## Opdracht
Schrijf het volgende deel van de tekst over de Warmtewet hieronder. Begin direct na de laatste zin.

## Tekstfragment
┌────────

Op 1 januari 2014 zijn de Warmtewet (17 juni 2013, Staatsblad 2013, 325 en Staatsblad 2013, 326) en het daarop gebaseerde Warmtebesluit (10 september 2013, Staatsblad 2013, 359) en Warmteregeling (13 september 2013, Staatscourant 2013, 25449) in werking getreden. In art. 1 sub g, h en l van de Warmtewet 2014 zijn onder meer de begrippen ‘verbruiker’, ‘leverancier’ en ‘verhuurder’ gedefinieerd. Een leverancier is een persoon die warmte aflevert aan verbruikers. Een verbruiker is een persoon die warmte afneemt van een warmtenet en een individuele aansluiting heeft van maximaal 100 kilowatt. Een verhuurder is een toegelaten instelling als bedoeld in art. 19 lid 1 Woningwet danwel een eigenaar van ten minste 25 voor verhuur bestemde woongelegenheden in Nederland. Tussen partijen is niet in geschil dat Acantus een leverancier en verhuurder is en [appellanten] c.s. verbruikers in de zin van de Warmtewet 2014 zijn.

└────────

Verzamelde gegevens:

┌────────

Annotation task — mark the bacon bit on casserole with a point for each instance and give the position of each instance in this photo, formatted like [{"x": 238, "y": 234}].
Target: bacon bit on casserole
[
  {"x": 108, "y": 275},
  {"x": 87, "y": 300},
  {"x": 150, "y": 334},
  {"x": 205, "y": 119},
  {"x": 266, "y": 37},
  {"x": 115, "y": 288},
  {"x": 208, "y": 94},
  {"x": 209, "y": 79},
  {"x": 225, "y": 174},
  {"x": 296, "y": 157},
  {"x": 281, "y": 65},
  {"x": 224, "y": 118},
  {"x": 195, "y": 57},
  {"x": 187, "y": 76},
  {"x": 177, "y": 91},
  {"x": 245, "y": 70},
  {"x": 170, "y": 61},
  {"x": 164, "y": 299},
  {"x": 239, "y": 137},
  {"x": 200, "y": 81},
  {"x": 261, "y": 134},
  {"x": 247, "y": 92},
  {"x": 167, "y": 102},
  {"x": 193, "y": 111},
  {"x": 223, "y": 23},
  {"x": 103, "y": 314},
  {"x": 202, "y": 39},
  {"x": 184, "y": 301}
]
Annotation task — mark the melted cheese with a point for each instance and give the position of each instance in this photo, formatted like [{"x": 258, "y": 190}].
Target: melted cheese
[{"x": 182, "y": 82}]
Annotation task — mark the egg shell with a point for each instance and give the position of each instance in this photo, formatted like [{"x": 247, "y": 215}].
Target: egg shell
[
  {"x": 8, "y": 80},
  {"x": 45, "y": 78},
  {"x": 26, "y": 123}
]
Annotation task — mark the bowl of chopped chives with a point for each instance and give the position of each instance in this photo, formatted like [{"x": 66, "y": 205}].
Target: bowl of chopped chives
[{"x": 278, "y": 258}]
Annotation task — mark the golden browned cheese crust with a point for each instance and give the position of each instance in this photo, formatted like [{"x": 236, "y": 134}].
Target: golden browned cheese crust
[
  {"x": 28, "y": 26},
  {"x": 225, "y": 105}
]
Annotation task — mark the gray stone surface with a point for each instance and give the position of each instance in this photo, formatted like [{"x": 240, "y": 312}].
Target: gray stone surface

└────────

## Antwoord
In de Warmtewet wordt er vanuit gegaan dat er tussen de leverancier en de verbruiker een schriftelijke warmteleveringsovereenkomst wordt gesloten die aan de in art. 3 Warmtewet gestelde eisen voldoet.
Op grond van artikel 2 lid 3 Warmtewet 2014 mag de warmteleverancier ten hoogste in rekening brengen: de maximumprijs als bedoeld in artikel 5 lid 1 Warmtewet 2014 zoals vastgesteld door de Autoriteit Consument & Markt (ACM), de redelijke kosten van een warmtewisselaar (zijnde de afleverset zonder de warmtemeter die hieraan hangt) en de kosten voor de meting van het warmteverbruik. De maximumprijs voor het verbruik van warmte bestaat volgens artikel 5 lid 2 sub b Warmtewet 2014 uit een vast bedrag (gebruiksonafhankelijk deel) en een bedrag per verbruikte gigajoule (gebruiksafhankelijk deel).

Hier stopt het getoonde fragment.